Set task: Rewrite the lines between the one holding "of the pink" and the end of the records, inclusive. Multiply every coordinate in the answers by 1.25 and round to whole numbers, halves up, leaving all other text and the sample points unchanged.

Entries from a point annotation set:

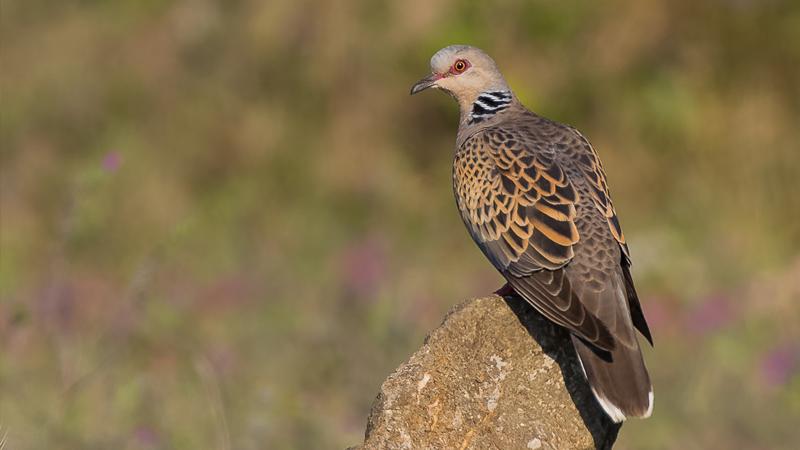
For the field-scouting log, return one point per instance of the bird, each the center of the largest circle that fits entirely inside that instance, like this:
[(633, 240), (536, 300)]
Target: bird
[(533, 195)]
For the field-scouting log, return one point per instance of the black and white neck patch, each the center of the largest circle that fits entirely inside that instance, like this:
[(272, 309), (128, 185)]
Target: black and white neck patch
[(488, 104)]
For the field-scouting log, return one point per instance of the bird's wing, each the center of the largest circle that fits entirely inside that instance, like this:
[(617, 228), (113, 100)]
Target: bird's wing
[(520, 208), (615, 281)]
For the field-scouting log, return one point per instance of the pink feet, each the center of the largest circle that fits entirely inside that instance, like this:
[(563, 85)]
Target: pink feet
[(505, 291)]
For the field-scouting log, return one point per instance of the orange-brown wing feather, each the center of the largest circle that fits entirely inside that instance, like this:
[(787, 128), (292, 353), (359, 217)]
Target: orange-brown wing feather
[(520, 208)]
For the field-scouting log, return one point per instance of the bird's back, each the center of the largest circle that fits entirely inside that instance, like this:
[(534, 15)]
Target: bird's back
[(534, 197)]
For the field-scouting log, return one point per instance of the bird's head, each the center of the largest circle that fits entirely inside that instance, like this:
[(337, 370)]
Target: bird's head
[(464, 72)]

Result of the exercise:
For the field-scouting log, return one point per instance of the pink feet, each the center of the largest circle that fits entirely inside that instance, like this:
[(563, 85)]
Target: pink feet
[(631, 364)]
For the field-scouting log, return one point per instance of the orange-brown wing feather, each the center of the largest circle that fits entirely inside that instance, like this:
[(787, 128), (292, 353), (359, 217)]
Target: orange-brown wing feather
[(650, 260)]
For the field-scouting log, return one point per instance of the bird's back, each the center of the largest circle that fits entirely inside that instance, like this:
[(534, 15)]
Target: bird's back
[(668, 246)]
For the field-scouting log, return one point per instance of the bird's head, each the center of the largest circle that fits entirely inside that instance, like this:
[(337, 370)]
Target: bird's head
[(580, 90)]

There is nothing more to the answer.